>> BEGIN

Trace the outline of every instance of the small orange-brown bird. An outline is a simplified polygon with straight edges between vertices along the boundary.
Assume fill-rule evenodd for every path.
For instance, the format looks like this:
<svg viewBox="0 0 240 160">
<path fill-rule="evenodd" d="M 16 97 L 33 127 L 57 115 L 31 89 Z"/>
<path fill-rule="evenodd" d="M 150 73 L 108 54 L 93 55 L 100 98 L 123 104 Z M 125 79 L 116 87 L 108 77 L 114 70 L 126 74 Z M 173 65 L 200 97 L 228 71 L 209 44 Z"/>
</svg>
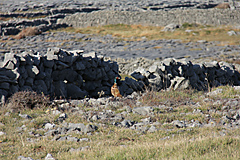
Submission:
<svg viewBox="0 0 240 160">
<path fill-rule="evenodd" d="M 122 95 L 120 94 L 119 88 L 117 86 L 117 79 L 120 79 L 119 77 L 115 77 L 114 79 L 114 84 L 111 87 L 111 93 L 114 97 L 122 97 Z"/>
</svg>

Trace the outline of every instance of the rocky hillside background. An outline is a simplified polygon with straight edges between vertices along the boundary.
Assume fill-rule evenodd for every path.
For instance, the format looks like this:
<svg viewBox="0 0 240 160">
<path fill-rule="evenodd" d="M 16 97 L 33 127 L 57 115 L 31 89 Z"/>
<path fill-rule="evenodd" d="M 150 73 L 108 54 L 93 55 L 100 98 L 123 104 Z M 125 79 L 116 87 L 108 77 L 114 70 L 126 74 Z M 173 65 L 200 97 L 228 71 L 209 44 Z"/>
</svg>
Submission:
<svg viewBox="0 0 240 160">
<path fill-rule="evenodd" d="M 240 159 L 239 1 L 0 3 L 0 159 Z"/>
</svg>

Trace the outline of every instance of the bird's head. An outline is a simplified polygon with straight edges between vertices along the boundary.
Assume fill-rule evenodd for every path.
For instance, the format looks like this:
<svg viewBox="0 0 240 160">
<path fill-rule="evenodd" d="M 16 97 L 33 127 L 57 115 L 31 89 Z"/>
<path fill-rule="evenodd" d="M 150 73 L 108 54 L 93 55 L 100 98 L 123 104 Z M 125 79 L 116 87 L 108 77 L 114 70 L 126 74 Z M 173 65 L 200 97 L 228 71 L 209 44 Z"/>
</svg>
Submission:
<svg viewBox="0 0 240 160">
<path fill-rule="evenodd" d="M 117 79 L 120 80 L 120 77 L 115 77 L 115 79 L 114 79 L 114 83 L 117 83 Z"/>
</svg>

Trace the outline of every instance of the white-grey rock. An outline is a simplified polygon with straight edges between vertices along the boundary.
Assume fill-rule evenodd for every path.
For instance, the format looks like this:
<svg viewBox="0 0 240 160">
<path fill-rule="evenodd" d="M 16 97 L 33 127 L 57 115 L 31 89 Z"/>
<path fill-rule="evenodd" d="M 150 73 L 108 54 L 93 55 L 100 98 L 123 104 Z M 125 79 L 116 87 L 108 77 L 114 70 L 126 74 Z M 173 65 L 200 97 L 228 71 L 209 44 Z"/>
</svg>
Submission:
<svg viewBox="0 0 240 160">
<path fill-rule="evenodd" d="M 53 156 L 48 153 L 47 156 L 45 157 L 45 160 L 55 160 L 55 158 L 53 158 Z"/>
</svg>

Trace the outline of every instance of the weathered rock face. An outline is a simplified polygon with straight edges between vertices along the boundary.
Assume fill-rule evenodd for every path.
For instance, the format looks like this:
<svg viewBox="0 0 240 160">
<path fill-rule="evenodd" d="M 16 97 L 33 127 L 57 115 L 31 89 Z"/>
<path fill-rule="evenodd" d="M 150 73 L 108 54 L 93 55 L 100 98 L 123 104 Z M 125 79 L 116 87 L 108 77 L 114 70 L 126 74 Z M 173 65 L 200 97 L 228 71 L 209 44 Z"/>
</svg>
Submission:
<svg viewBox="0 0 240 160">
<path fill-rule="evenodd" d="M 176 60 L 174 58 L 163 61 L 140 59 L 141 63 L 129 63 L 129 66 L 138 67 L 127 68 L 123 73 L 129 74 L 135 79 L 143 80 L 146 86 L 154 90 L 161 89 L 187 89 L 207 90 L 209 87 L 220 85 L 240 85 L 240 74 L 232 64 L 226 62 L 208 62 L 202 64 L 192 64 L 191 61 Z M 141 64 L 146 65 L 143 67 Z"/>
<path fill-rule="evenodd" d="M 0 95 L 30 90 L 50 96 L 81 99 L 110 95 L 118 75 L 116 62 L 104 61 L 95 53 L 48 49 L 44 56 L 31 53 L 5 54 L 0 69 Z"/>
<path fill-rule="evenodd" d="M 117 62 L 104 60 L 95 52 L 82 52 L 49 48 L 43 56 L 27 52 L 5 54 L 0 68 L 0 96 L 4 99 L 24 90 L 72 99 L 111 95 L 114 78 L 120 76 Z M 118 83 L 123 96 L 146 88 L 207 90 L 220 85 L 240 85 L 239 72 L 226 62 L 192 64 L 174 58 L 162 61 L 140 58 L 126 66 L 129 67 L 120 71 L 134 79 L 126 77 Z"/>
</svg>

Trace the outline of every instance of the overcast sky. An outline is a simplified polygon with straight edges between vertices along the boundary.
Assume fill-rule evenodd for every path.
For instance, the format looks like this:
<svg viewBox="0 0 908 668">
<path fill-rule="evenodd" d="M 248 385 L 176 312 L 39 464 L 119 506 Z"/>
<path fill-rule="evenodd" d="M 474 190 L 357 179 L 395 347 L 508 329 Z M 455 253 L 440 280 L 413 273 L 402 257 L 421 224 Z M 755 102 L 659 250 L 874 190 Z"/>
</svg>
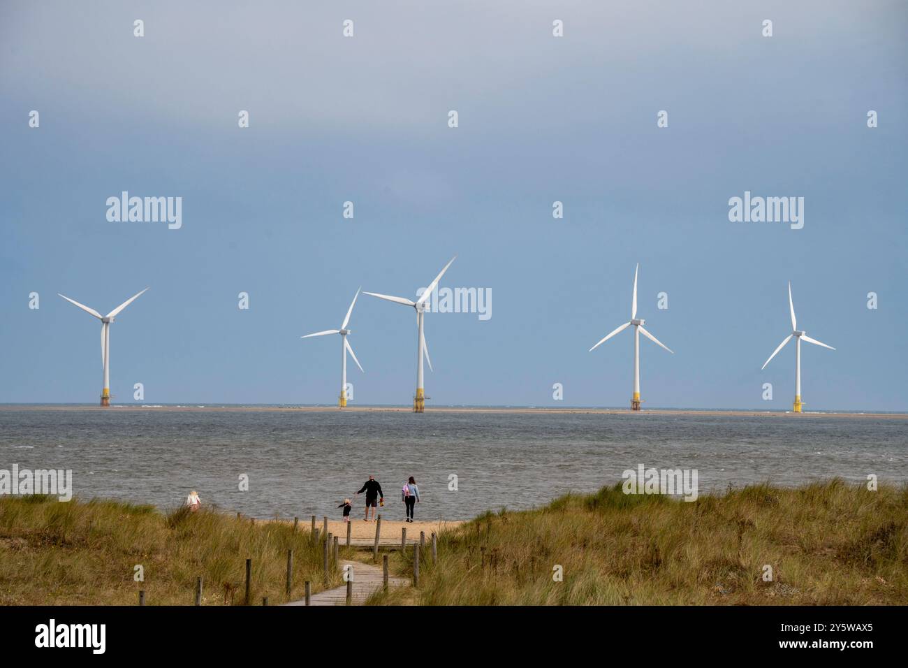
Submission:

>> END

Aim of the exercise:
Please copy all of the entries above word for word, leaving out the pictures.

Answer to this problem:
Trace the outline of every instance of the small orange-brown bird. An outline is a simplified polygon with straight edges between vertices along the boundary.
Assume fill-rule evenodd for every path.
For instance, the format looks like this:
<svg viewBox="0 0 240 160">
<path fill-rule="evenodd" d="M 16 97 L 33 127 L 57 115 L 31 89 Z"/>
<path fill-rule="evenodd" d="M 150 73 L 108 54 L 93 55 L 100 98 L 123 104 Z M 125 79 L 116 87 L 108 77 L 114 70 L 126 74 Z M 173 65 L 200 97 L 228 71 L 209 44 Z"/>
</svg>
Submission:
<svg viewBox="0 0 240 160">
<path fill-rule="evenodd" d="M 122 95 L 120 94 L 119 88 L 117 86 L 117 79 L 120 79 L 119 77 L 115 77 L 114 79 L 114 84 L 111 87 L 111 93 L 114 97 L 122 97 Z"/>
</svg>

Trace the outline of every instance of the rocky hillside background. An outline is a simplified polygon with straight edges between vertices along the boundary.
Assume fill-rule evenodd for every path.
For instance, the format looks like this:
<svg viewBox="0 0 240 160">
<path fill-rule="evenodd" d="M 16 97 L 33 127 L 57 115 L 31 89 Z"/>
<path fill-rule="evenodd" d="M 150 73 L 108 54 L 93 55 L 100 98 L 123 104 Z M 125 79 L 116 87 L 108 77 L 114 70 L 126 74 Z M 173 65 L 200 97 L 228 71 L 209 44 Z"/>
</svg>
Submission:
<svg viewBox="0 0 240 160">
<path fill-rule="evenodd" d="M 240 159 L 239 1 L 0 3 L 0 159 Z"/>
</svg>

Trace the outline of every instance of the bird's head. An outline is a simplified polygon with straight edges between vertices along the boundary.
Assume fill-rule evenodd for every path.
For instance, the format looks like this:
<svg viewBox="0 0 240 160">
<path fill-rule="evenodd" d="M 16 97 L 33 127 L 57 115 L 31 89 Z"/>
<path fill-rule="evenodd" d="M 150 73 L 108 54 L 93 55 L 100 98 L 123 104 Z M 125 79 L 116 87 L 108 77 L 114 70 L 126 74 Z M 173 65 L 200 97 L 228 71 L 209 44 Z"/>
</svg>
Submission:
<svg viewBox="0 0 240 160">
<path fill-rule="evenodd" d="M 117 79 L 120 80 L 120 77 L 115 77 L 115 79 L 114 79 L 114 83 L 117 83 Z"/>
</svg>

Trace the outline of every instance of the white-grey rock. An outline is a simplified polygon with straight edges between vertices along the boundary.
Assume fill-rule evenodd for every path.
For instance, the format looks like this:
<svg viewBox="0 0 240 160">
<path fill-rule="evenodd" d="M 16 97 L 33 127 L 57 115 L 31 89 Z"/>
<path fill-rule="evenodd" d="M 150 73 L 108 54 L 93 55 L 100 98 L 123 104 Z M 125 79 L 116 87 L 108 77 L 114 70 L 126 74 Z M 173 65 L 200 97 L 228 71 L 209 44 Z"/>
</svg>
Submission:
<svg viewBox="0 0 240 160">
<path fill-rule="evenodd" d="M 53 156 L 48 153 L 47 156 L 45 157 L 45 160 L 55 160 L 55 158 L 53 158 Z"/>
</svg>

Trace the outline of every instance of the weathered rock face. An outline is a simplified polygon with straight edges between vertices along the boundary.
Assume fill-rule evenodd for every path.
For instance, the format looks like this:
<svg viewBox="0 0 240 160">
<path fill-rule="evenodd" d="M 16 97 L 33 127 L 57 115 L 31 89 Z"/>
<path fill-rule="evenodd" d="M 150 73 L 108 54 L 93 55 L 100 98 L 123 104 Z M 125 79 L 116 87 L 108 77 L 114 70 L 126 74 Z M 173 65 L 200 97 L 228 71 L 209 44 Z"/>
</svg>
Submission:
<svg viewBox="0 0 240 160">
<path fill-rule="evenodd" d="M 176 60 L 174 58 L 163 61 L 140 59 L 141 63 L 129 63 L 129 66 L 138 67 L 127 68 L 123 73 L 129 74 L 135 79 L 143 80 L 146 86 L 154 90 L 161 89 L 187 89 L 207 90 L 209 87 L 220 85 L 240 85 L 240 74 L 232 64 L 226 62 L 208 62 L 202 64 L 192 64 L 191 61 Z M 141 64 L 146 65 L 143 67 Z"/>
<path fill-rule="evenodd" d="M 0 95 L 30 90 L 50 96 L 81 99 L 110 95 L 118 75 L 116 62 L 104 61 L 95 53 L 48 49 L 44 56 L 31 53 L 5 54 L 0 69 Z"/>
<path fill-rule="evenodd" d="M 117 62 L 104 60 L 95 52 L 82 52 L 49 48 L 43 56 L 27 52 L 5 54 L 0 68 L 0 96 L 4 99 L 24 90 L 72 99 L 111 95 L 114 78 L 120 76 Z M 118 83 L 123 96 L 146 88 L 207 90 L 220 85 L 240 85 L 239 72 L 226 62 L 192 64 L 174 58 L 162 61 L 140 58 L 126 66 L 129 67 L 120 71 L 134 79 L 126 77 Z"/>
</svg>

Trace the outline of every instance of the overcast sky. An outline is a simplified polygon with straight edges between vertices along the boundary.
Assume fill-rule evenodd for every path.
For instance, the format looks like this:
<svg viewBox="0 0 908 668">
<path fill-rule="evenodd" d="M 248 385 L 176 312 L 39 464 L 119 506 Z"/>
<path fill-rule="evenodd" d="M 474 190 L 357 179 L 395 347 L 508 329 Z M 455 253 L 440 280 L 413 273 L 402 257 L 421 224 Z M 755 102 L 659 250 L 874 190 Z"/>
</svg>
Submission:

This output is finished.